— WHAT TO WORK ON —
A: Revise the container security article from "Container security has" down to "to actually stick.", replacing "scanner" with "vulnerability tool".
B: Decide whether each statement agrees with the container security article. Answer yes or no and quote the words that decide it. (i) Most teams treat container security as a checkbox. (ii) Compliance requirements have become looser. (iii) The distroless option has no shell and no package manager.
C: Write the next part of the container security article, picking up after its final line.

Container Security in 2026: The Shift-Left Playbook That Actually Works



Container security has a reputation problem. Most teams treat it as a checkbox — run a scanner, review a report, ignore 90% of the findings because there are too many to fix, ship the container anyway. This approach provides the feeling of security without the substance of it.

In 2026, this is increasingly untenable. Supply chain attacks are mainstream. Runtime container escapes make headlines. Compliance requirements are stricter. But the underlying problem hasn’t changed: security processes that slow teams down get bypassed.

Here’s a security-in-depth approach that’s practical enough to actually stick.

Container Security Photo by Markus Spiske on Unsplash

Layer 1: Build Security — Before the Code Leaves Your Machine

Minimal Base Images

The most effective security improvement with the least effort: use minimal base images.

# ❌ Common approach — large attack surface
FROM node:20

# ✅ Better — minimal debian base
FROM node:20-slim

# ✅✅ Best — distroless (no shell, no package manager)
FROM node:20 AS build
WORKDIR /app
COPY package*.json ./
RUN npm ci --production
COPY . .

— RECORDED DATA —
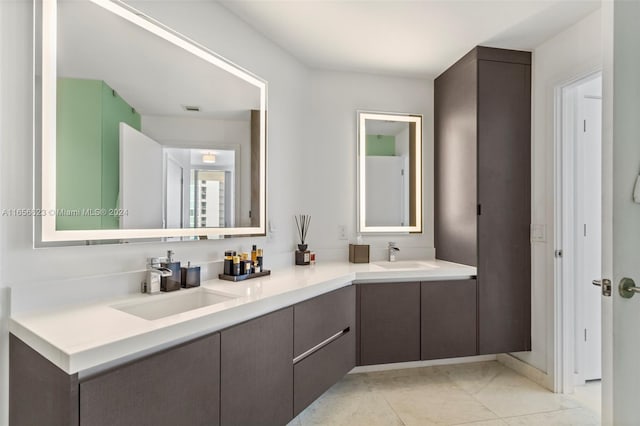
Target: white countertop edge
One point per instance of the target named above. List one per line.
(90, 360)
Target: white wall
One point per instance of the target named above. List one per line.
(330, 158)
(569, 55)
(45, 277)
(203, 133)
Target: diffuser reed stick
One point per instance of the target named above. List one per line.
(302, 223)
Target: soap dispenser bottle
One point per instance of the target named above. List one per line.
(172, 282)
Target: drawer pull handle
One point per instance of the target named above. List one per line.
(320, 345)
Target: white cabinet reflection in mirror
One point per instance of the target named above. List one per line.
(161, 186)
(390, 172)
(104, 64)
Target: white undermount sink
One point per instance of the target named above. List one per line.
(164, 305)
(405, 264)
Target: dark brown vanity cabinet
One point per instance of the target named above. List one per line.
(389, 322)
(180, 385)
(483, 187)
(257, 371)
(448, 319)
(177, 386)
(324, 344)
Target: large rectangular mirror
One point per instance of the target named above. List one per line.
(389, 172)
(145, 134)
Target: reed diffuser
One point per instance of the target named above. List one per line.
(303, 255)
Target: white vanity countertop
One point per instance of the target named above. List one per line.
(81, 337)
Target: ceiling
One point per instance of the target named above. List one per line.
(149, 73)
(418, 38)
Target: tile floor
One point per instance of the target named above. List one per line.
(481, 394)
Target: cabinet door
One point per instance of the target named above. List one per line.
(257, 371)
(504, 183)
(389, 322)
(448, 319)
(317, 319)
(180, 386)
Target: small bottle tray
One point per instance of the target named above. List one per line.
(244, 277)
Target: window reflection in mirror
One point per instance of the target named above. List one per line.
(390, 172)
(143, 117)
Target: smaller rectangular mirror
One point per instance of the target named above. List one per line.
(389, 172)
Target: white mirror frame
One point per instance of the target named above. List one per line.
(48, 150)
(362, 143)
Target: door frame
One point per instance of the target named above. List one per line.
(564, 264)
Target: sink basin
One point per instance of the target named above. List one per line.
(164, 305)
(405, 264)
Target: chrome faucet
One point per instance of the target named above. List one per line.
(392, 251)
(155, 272)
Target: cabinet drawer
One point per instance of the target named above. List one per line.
(319, 318)
(448, 319)
(322, 369)
(178, 386)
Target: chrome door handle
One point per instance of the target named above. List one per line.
(627, 288)
(605, 284)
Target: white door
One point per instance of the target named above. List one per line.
(621, 216)
(588, 232)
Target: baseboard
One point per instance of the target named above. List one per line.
(416, 364)
(528, 371)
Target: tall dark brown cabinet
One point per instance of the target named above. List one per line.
(483, 187)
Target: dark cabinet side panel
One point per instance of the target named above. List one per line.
(178, 386)
(455, 203)
(504, 191)
(322, 369)
(39, 392)
(257, 371)
(389, 323)
(317, 319)
(448, 319)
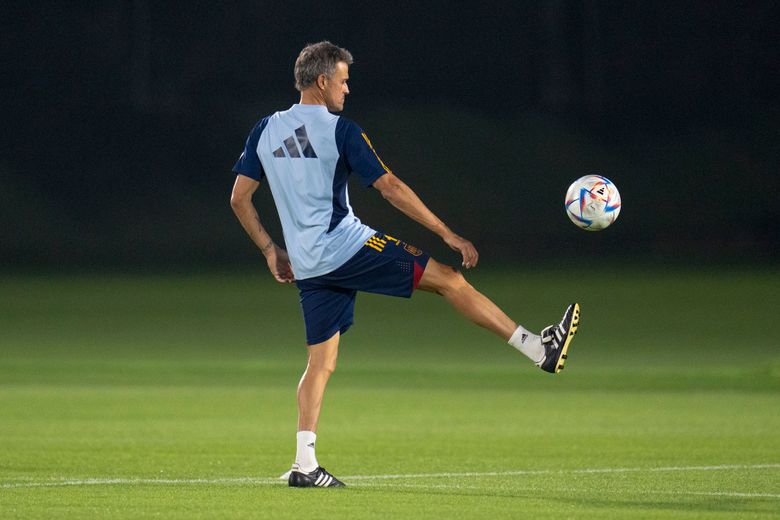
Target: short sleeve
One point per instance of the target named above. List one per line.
(248, 163)
(358, 152)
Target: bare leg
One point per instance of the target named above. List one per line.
(472, 304)
(322, 363)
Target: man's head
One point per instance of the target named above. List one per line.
(322, 70)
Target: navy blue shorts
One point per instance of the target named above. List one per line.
(384, 265)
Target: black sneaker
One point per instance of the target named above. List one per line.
(317, 478)
(557, 338)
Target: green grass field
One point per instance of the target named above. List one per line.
(174, 397)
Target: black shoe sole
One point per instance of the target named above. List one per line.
(575, 321)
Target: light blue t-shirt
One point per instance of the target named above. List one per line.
(307, 153)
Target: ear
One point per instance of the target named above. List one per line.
(322, 81)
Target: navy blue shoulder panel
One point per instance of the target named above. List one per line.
(358, 153)
(340, 209)
(249, 163)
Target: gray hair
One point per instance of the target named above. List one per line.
(318, 58)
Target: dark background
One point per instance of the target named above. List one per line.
(122, 120)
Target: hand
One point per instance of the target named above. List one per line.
(465, 248)
(279, 264)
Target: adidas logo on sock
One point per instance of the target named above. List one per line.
(302, 140)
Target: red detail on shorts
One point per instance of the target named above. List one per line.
(418, 271)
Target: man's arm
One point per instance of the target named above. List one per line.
(395, 191)
(241, 202)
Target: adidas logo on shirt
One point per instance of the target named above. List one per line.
(292, 150)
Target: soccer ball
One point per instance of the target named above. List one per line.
(593, 202)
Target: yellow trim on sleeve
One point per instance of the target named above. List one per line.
(368, 142)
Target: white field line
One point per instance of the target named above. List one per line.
(276, 481)
(565, 471)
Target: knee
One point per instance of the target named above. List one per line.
(322, 366)
(453, 280)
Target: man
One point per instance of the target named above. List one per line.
(306, 153)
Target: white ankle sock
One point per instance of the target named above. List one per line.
(305, 456)
(528, 343)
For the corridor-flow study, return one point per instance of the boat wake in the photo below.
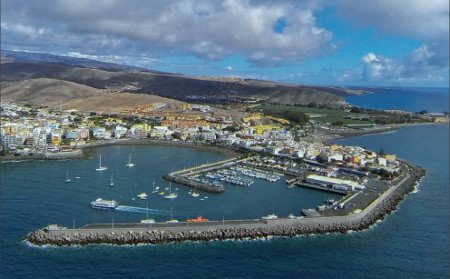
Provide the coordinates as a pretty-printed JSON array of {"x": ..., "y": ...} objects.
[{"x": 142, "y": 210}]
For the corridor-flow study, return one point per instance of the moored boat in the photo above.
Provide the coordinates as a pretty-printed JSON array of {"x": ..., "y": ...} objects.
[
  {"x": 104, "y": 204},
  {"x": 199, "y": 219}
]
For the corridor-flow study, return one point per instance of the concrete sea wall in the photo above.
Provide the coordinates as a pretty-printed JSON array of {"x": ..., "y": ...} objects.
[{"x": 251, "y": 229}]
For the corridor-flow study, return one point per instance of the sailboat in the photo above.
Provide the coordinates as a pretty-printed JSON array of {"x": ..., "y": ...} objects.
[
  {"x": 100, "y": 168},
  {"x": 171, "y": 195},
  {"x": 67, "y": 178},
  {"x": 147, "y": 220},
  {"x": 171, "y": 218},
  {"x": 154, "y": 189},
  {"x": 129, "y": 164}
]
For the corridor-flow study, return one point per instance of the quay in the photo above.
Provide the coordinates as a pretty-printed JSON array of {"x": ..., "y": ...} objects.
[
  {"x": 321, "y": 188},
  {"x": 185, "y": 176},
  {"x": 331, "y": 221}
]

— ANSWERS GIVEN —
A:
Container security has a reputation problem. Most teams treat it as a checkbox — run a vulnerability tool, review a report, ignore 90% of the findings because there are too many to fix, ship the container anyway. This approach provides the feeling of security without the substance of it.

In 2026, this is increasingly untenable. Supply chain attacks are mainstream. Runtime container escapes make headlines. Compliance requirements are stricter. But the underlying problem hasn’t changed: security processes that slow teams down get bypassed.

Here’s a security-in-depth approach that’s practical enough to actually stick.

B:
(i) Yes: "Most teams treat it as a checkbox"
(ii) No: "Compliance requirements are stricter."
(iii) Yes: "distroless (no shell, no package manager)"

C:
RUN npm run build

FROM gcr.io/distroless/nodejs20-debian12
WORKDIR /app
COPY --from=build /app/dist ./dist
COPY --from=build /app/node_modules ./node_modules
USER nonroot
CMD ["dist/server.js"]

Distroless images have no shell, no package manager, no unnecessary utilities. An attacker who gains code execution inside your container has almost nothing to work with. Vulnerability counts drop from hundreds to dozens.

Chainguard has become the leader in hardened base images — their “wolfi” images are rebuilt daily with only the latest patched packages.

Non-Root Users

# Always specify a non-root user
RUN useradd --uid 1001 --no-create-home appuser
USER 1001

# Or for distroless
USER nonroot:nonroot

Surprisingly, many production containers still run as root. A process running as root inside a container that escapes its namespaces gets root on the host. This is a simple fix with significant impact.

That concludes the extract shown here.